Dataset extract: Begin

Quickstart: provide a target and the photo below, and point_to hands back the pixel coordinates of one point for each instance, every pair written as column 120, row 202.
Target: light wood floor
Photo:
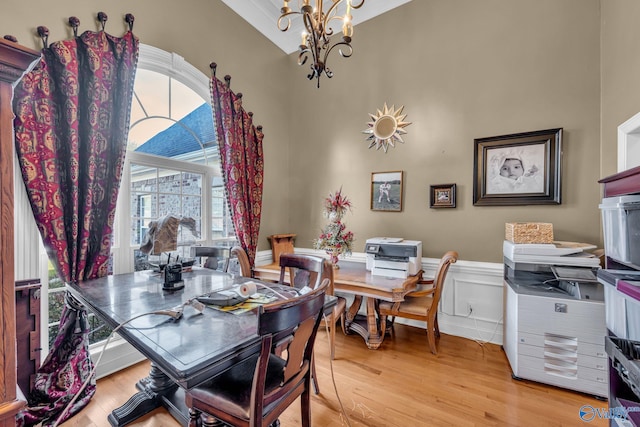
column 401, row 384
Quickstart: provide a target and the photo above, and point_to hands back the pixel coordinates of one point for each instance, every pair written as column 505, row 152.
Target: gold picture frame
column 442, row 196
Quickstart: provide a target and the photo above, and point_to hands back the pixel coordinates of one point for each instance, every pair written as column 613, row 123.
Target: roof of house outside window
column 193, row 133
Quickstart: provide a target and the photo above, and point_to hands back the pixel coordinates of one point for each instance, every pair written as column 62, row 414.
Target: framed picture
column 443, row 196
column 518, row 169
column 386, row 191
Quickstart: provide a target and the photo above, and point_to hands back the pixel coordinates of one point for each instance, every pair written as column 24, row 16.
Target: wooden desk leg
column 154, row 392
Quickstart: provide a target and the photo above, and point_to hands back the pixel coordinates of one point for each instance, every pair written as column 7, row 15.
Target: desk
column 183, row 353
column 354, row 279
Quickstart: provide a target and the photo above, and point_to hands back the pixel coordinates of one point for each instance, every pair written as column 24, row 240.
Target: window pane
column 169, row 203
column 191, row 183
column 169, row 181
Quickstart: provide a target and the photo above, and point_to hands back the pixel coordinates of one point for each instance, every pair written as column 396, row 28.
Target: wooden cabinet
column 14, row 60
column 281, row 244
column 27, row 332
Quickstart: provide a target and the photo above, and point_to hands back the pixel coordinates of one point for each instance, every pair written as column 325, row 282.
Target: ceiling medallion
column 386, row 127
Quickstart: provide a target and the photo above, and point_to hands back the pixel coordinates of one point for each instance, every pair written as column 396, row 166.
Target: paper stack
column 556, row 253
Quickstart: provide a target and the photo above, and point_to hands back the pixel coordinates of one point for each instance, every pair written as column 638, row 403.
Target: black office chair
column 217, row 256
column 257, row 390
column 239, row 263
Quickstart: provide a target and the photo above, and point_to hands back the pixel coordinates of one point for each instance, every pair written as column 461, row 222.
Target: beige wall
column 463, row 69
column 620, row 74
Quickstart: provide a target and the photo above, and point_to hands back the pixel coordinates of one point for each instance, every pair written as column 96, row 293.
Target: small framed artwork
column 386, row 191
column 443, row 196
column 518, row 169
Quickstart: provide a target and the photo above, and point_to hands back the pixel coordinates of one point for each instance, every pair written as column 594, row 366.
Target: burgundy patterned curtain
column 71, row 126
column 240, row 144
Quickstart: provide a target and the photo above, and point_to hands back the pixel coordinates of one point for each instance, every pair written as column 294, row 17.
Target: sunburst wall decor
column 386, row 127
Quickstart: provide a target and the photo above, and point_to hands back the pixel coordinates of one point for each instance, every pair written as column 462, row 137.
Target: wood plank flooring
column 399, row 385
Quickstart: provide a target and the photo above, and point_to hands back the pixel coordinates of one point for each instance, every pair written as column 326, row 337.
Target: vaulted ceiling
column 263, row 15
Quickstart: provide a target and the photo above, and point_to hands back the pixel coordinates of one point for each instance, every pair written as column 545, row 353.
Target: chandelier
column 317, row 36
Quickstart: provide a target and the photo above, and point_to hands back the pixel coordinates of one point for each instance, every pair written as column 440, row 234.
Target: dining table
column 187, row 343
column 353, row 278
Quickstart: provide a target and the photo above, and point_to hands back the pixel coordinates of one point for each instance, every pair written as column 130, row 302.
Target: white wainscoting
column 479, row 284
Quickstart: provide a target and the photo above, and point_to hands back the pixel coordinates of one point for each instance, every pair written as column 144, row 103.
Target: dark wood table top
column 189, row 350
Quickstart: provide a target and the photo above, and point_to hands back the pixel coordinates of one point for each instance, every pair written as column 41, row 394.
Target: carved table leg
column 152, row 388
column 353, row 310
column 375, row 335
column 366, row 328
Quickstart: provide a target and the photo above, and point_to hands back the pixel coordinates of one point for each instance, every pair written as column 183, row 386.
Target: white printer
column 393, row 257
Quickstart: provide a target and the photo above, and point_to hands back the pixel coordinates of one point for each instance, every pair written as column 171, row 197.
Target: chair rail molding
column 629, row 143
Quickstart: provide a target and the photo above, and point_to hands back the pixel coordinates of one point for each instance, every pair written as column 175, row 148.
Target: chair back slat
column 304, row 270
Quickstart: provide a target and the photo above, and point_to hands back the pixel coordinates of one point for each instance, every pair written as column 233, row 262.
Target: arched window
column 172, row 164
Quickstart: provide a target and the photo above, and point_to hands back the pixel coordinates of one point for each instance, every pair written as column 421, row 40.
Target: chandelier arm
column 348, row 53
column 303, row 56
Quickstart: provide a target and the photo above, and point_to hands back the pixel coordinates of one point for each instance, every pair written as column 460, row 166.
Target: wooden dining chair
column 307, row 271
column 421, row 304
column 257, row 390
column 239, row 254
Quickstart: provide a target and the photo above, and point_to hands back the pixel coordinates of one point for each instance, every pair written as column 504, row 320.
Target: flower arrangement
column 334, row 239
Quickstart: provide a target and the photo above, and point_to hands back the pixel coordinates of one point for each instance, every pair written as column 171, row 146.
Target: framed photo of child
column 518, row 169
column 386, row 191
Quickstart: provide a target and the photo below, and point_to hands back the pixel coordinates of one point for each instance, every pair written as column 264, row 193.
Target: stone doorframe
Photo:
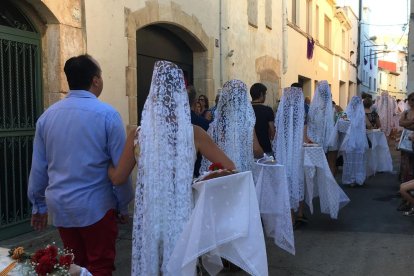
column 62, row 36
column 186, row 27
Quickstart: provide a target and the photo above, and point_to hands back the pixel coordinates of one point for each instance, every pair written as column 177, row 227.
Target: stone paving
column 369, row 237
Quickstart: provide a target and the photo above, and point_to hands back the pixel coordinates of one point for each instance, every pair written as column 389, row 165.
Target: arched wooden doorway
column 159, row 42
column 20, row 106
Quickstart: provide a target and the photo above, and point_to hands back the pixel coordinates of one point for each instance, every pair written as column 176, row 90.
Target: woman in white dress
column 386, row 109
column 233, row 127
column 288, row 143
column 355, row 144
column 321, row 124
column 166, row 154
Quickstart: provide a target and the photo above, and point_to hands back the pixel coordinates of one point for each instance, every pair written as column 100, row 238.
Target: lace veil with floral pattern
column 385, row 109
column 288, row 141
column 355, row 139
column 232, row 128
column 321, row 116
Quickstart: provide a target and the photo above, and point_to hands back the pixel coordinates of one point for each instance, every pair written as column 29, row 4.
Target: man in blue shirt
column 76, row 139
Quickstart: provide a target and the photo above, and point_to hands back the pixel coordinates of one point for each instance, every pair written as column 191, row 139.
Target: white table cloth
column 273, row 197
column 378, row 156
column 319, row 181
column 225, row 223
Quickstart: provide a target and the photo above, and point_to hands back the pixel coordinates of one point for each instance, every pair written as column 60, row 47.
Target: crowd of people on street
column 82, row 159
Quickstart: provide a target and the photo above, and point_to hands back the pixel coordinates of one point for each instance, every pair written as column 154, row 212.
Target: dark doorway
column 20, row 106
column 159, row 42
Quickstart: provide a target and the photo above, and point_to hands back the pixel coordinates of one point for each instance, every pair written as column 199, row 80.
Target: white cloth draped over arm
column 273, row 197
column 224, row 223
column 232, row 128
column 378, row 156
column 320, row 182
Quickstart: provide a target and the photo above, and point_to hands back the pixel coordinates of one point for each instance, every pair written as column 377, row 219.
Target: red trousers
column 93, row 245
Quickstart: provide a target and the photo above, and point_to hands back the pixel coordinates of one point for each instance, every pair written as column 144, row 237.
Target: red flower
column 45, row 265
column 52, row 251
column 215, row 167
column 66, row 260
column 38, row 254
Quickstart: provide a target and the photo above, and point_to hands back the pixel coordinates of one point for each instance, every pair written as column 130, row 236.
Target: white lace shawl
column 163, row 199
column 385, row 110
column 232, row 128
column 288, row 141
column 321, row 117
column 355, row 139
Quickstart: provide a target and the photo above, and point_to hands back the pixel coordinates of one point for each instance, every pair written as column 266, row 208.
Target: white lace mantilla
column 273, row 197
column 320, row 182
column 386, row 108
column 163, row 199
column 288, row 141
column 321, row 116
column 232, row 128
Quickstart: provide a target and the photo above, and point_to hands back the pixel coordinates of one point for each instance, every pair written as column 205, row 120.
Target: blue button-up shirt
column 75, row 141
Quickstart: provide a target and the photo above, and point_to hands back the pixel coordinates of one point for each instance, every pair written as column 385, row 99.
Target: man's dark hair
column 297, row 84
column 367, row 102
column 80, row 71
column 366, row 95
column 192, row 95
column 257, row 90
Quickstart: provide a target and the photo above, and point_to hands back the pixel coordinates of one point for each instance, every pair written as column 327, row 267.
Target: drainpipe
column 220, row 44
column 359, row 46
column 284, row 37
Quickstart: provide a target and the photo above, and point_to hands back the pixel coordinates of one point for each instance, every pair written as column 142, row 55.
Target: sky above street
column 387, row 17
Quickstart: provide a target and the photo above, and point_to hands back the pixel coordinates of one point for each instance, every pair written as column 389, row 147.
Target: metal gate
column 20, row 106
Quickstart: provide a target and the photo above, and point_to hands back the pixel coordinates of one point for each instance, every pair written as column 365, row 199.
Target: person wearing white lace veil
column 167, row 148
column 233, row 127
column 354, row 144
column 321, row 116
column 399, row 109
column 288, row 142
column 385, row 110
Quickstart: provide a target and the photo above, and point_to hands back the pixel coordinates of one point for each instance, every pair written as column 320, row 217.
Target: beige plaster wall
column 328, row 63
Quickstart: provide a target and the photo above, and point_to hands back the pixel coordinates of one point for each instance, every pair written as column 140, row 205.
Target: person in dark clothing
column 264, row 127
column 198, row 121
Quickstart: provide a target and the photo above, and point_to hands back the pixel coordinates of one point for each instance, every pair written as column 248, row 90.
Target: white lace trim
column 321, row 117
column 232, row 128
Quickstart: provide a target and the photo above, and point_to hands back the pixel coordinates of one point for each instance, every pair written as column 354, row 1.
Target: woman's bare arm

Dataset extract: End

"505, row 152." marks the last line to keep. Retype every line from the start of the entries through that one, exactly, and drop the pictures.

Quickstart: provide a target and the photo below, and point_to hands back the pixel coordinates of one point for each instance, every pair written as column 120, row 202.
Target: light wood floor
Photo:
column 401, row 384
Quickstart: provide a target and the photo above, and point_to hands back the pixel coordinates of one point for each instance, every pair written as column 505, row 152.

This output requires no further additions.